== Exercise aim ==
From the records below, keep only the lines that contain the string "ceiling", copying each one in full. Matching is case-sensitive.

== Stored data ==
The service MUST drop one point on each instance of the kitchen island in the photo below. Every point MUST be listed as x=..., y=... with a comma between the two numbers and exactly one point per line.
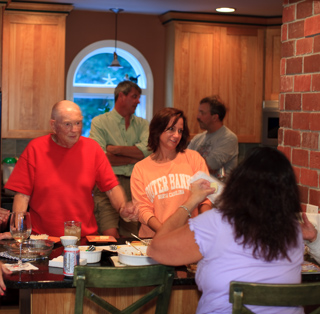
x=47, y=290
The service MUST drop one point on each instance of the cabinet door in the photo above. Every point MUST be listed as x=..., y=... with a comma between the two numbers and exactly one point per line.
x=227, y=61
x=32, y=71
x=272, y=68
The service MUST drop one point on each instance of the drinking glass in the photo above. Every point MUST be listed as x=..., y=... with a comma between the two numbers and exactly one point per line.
x=20, y=229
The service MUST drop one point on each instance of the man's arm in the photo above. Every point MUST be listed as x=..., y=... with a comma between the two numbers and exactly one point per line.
x=119, y=202
x=126, y=151
x=123, y=155
x=20, y=202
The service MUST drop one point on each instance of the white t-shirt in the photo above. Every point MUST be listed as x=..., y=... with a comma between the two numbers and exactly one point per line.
x=224, y=260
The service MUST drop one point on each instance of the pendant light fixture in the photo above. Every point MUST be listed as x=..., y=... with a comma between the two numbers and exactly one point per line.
x=115, y=62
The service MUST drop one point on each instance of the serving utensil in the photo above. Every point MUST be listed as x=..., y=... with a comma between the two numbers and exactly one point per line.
x=142, y=241
x=130, y=244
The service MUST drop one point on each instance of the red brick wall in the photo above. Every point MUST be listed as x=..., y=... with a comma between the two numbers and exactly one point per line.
x=300, y=94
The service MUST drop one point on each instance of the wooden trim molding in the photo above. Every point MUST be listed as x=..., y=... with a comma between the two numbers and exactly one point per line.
x=220, y=18
x=39, y=7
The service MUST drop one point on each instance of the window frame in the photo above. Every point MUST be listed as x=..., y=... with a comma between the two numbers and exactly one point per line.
x=89, y=50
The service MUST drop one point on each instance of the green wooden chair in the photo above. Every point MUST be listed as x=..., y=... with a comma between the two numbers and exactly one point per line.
x=247, y=293
x=159, y=276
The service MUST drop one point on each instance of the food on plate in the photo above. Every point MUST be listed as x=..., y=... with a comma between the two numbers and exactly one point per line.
x=84, y=248
x=39, y=237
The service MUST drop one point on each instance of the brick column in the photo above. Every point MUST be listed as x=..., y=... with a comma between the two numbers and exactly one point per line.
x=299, y=99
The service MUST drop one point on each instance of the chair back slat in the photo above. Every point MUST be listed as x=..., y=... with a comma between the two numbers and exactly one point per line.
x=246, y=293
x=159, y=277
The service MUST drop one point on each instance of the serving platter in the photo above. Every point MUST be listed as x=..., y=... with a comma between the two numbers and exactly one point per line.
x=32, y=249
x=101, y=239
x=129, y=256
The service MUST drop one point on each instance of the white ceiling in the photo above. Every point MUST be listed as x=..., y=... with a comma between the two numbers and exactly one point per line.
x=243, y=7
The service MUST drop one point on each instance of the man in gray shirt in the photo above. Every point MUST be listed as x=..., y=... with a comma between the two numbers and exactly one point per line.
x=218, y=145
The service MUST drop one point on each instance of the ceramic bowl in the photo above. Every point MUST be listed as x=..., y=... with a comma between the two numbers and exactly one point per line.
x=90, y=256
x=68, y=240
x=129, y=256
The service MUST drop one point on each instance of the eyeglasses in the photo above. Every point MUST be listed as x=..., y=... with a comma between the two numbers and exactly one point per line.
x=173, y=130
x=70, y=125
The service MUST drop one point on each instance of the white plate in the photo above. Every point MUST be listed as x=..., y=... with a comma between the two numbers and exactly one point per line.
x=130, y=256
x=108, y=247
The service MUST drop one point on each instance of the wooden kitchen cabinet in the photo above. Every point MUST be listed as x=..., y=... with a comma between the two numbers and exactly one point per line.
x=235, y=57
x=204, y=60
x=33, y=63
x=272, y=64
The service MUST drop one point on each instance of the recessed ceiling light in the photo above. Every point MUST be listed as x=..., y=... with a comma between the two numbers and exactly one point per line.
x=225, y=10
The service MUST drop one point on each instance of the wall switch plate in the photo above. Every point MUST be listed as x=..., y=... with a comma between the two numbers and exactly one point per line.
x=312, y=209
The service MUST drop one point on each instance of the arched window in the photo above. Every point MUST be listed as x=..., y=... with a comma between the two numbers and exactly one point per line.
x=91, y=84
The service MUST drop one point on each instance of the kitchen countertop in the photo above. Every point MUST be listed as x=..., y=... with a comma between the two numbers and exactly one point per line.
x=52, y=277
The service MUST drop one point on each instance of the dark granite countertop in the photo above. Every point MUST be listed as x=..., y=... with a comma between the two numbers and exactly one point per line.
x=52, y=277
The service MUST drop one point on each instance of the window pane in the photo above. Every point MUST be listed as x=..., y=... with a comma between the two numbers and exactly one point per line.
x=95, y=71
x=92, y=107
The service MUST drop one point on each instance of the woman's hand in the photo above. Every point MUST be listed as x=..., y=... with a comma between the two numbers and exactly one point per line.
x=309, y=232
x=200, y=189
x=129, y=212
x=3, y=270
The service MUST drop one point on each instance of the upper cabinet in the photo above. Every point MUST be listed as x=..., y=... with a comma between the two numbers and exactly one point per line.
x=33, y=63
x=205, y=59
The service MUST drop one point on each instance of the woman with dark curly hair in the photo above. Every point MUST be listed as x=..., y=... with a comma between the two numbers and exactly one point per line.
x=252, y=235
x=160, y=182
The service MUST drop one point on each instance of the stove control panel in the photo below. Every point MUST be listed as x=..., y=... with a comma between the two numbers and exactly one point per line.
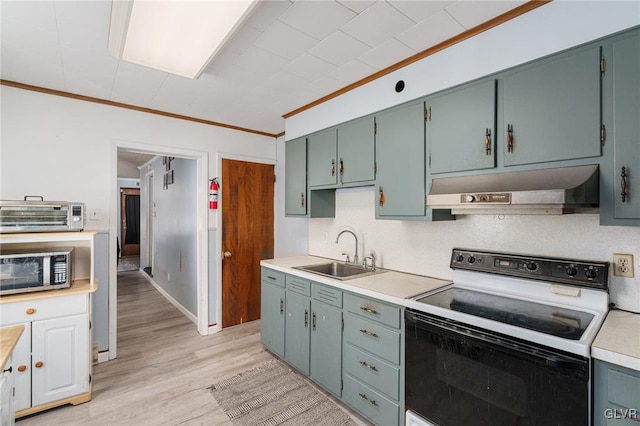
x=566, y=271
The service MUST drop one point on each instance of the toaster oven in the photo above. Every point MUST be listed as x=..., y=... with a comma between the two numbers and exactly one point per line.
x=34, y=270
x=40, y=216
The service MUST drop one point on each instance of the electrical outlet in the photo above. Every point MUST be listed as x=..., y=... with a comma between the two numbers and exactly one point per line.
x=622, y=265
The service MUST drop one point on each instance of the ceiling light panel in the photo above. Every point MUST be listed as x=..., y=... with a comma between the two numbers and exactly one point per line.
x=181, y=37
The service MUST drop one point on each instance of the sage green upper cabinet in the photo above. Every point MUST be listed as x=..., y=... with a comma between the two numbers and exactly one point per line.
x=322, y=152
x=400, y=152
x=356, y=155
x=295, y=177
x=461, y=129
x=620, y=202
x=551, y=109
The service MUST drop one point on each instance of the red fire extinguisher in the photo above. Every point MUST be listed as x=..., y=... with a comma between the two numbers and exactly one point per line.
x=213, y=193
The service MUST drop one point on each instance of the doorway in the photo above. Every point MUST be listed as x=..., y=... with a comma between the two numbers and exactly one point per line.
x=247, y=236
x=130, y=221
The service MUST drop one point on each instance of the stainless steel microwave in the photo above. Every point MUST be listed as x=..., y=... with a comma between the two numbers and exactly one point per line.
x=40, y=216
x=34, y=270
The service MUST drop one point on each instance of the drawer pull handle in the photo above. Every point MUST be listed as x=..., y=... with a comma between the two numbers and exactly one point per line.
x=369, y=366
x=368, y=333
x=369, y=310
x=369, y=400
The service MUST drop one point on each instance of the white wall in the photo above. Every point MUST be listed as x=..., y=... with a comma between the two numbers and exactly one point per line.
x=554, y=27
x=65, y=149
x=425, y=247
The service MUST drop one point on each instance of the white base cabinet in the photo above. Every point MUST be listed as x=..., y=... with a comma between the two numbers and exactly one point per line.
x=52, y=360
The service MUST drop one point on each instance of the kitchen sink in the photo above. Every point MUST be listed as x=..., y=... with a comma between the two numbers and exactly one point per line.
x=339, y=270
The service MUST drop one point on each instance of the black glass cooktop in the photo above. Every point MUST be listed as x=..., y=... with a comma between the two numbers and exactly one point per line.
x=560, y=322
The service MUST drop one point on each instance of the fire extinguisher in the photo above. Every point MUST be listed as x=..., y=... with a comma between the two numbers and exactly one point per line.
x=213, y=193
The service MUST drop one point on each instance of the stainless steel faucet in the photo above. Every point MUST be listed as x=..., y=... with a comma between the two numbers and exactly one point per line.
x=355, y=257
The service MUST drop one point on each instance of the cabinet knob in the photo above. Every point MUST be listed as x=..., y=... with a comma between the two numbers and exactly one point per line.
x=623, y=184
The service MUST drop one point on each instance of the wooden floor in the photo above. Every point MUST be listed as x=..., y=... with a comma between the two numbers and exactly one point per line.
x=163, y=367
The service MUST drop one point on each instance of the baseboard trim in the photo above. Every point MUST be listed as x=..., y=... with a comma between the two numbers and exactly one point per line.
x=173, y=301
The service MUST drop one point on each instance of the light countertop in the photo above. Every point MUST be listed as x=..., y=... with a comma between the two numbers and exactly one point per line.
x=390, y=286
x=9, y=337
x=618, y=341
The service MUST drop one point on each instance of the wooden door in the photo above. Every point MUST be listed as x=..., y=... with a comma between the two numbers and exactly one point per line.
x=247, y=236
x=130, y=221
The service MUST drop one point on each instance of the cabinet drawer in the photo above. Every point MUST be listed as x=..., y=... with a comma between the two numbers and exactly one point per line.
x=373, y=371
x=623, y=389
x=370, y=403
x=15, y=313
x=373, y=338
x=299, y=285
x=273, y=277
x=373, y=309
x=325, y=294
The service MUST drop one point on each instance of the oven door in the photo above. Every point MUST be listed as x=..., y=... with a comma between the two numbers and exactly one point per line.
x=458, y=375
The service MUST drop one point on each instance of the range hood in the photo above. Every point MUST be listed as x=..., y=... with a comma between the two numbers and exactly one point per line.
x=546, y=191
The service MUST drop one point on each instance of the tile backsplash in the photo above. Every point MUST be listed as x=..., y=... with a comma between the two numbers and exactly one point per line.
x=425, y=247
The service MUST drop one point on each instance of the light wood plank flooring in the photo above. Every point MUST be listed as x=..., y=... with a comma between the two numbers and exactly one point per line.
x=163, y=367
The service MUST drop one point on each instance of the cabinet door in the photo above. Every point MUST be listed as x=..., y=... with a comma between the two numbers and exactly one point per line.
x=400, y=147
x=297, y=328
x=22, y=369
x=356, y=158
x=60, y=358
x=321, y=160
x=295, y=177
x=461, y=128
x=626, y=121
x=272, y=317
x=553, y=110
x=7, y=407
x=326, y=347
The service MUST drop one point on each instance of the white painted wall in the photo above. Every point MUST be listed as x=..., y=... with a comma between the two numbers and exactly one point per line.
x=554, y=27
x=65, y=149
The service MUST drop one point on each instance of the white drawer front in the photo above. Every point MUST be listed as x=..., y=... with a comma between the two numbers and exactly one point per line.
x=36, y=310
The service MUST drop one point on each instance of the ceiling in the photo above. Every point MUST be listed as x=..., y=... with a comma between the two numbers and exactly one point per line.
x=287, y=54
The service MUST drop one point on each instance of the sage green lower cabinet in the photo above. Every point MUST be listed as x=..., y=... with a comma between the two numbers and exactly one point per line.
x=326, y=346
x=616, y=395
x=373, y=359
x=297, y=326
x=272, y=300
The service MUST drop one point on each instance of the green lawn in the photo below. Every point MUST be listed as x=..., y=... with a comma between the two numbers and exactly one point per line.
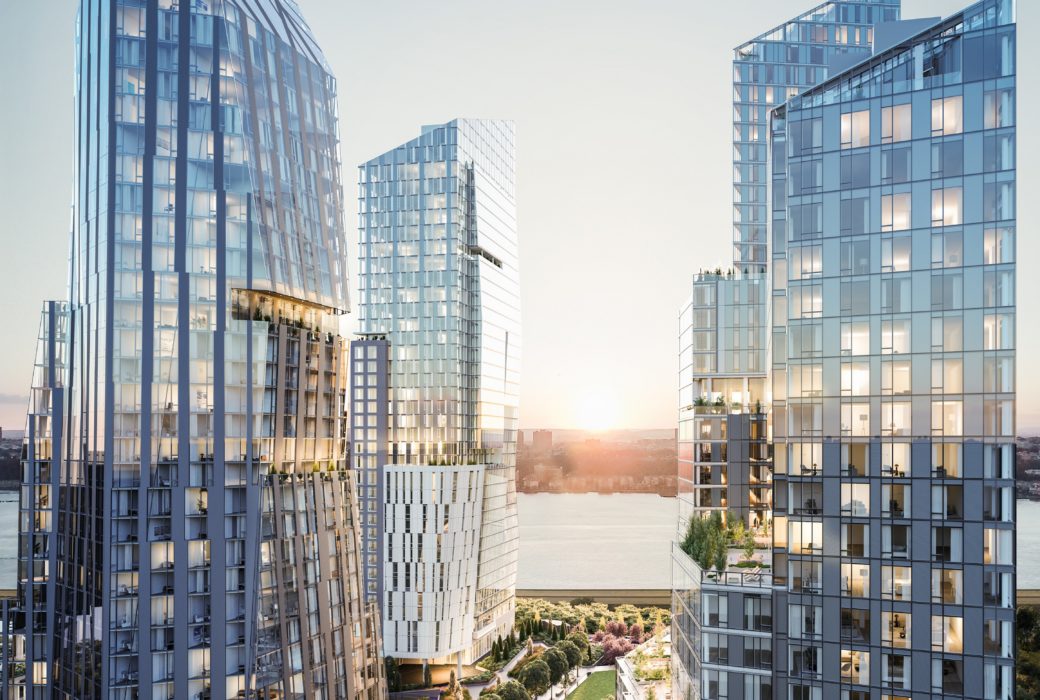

== Written response ==
The service MUST drop one point on each instance of the white ceiling in the photo above. Every point MUST be listed as x=..., y=... with a comma between the two numbers and exactly one point per line.
The service MUST drop one point on each instance of the recessed ceiling light in the photo above. Every point MUST be listed as x=..., y=... with a comma between the two numbers and exactly one point per line.
The service MUST drop one point on each instance of the ceiling light panel in the photo above. Every point MUST be listed as x=..., y=... with a comma between the two numbers and exactly one point per line.
The service MUST drop one point on each instance of the ceiling in the photo above. Every point MUST be listed as x=..., y=... with a comma between the two numbers and exactly one point per line.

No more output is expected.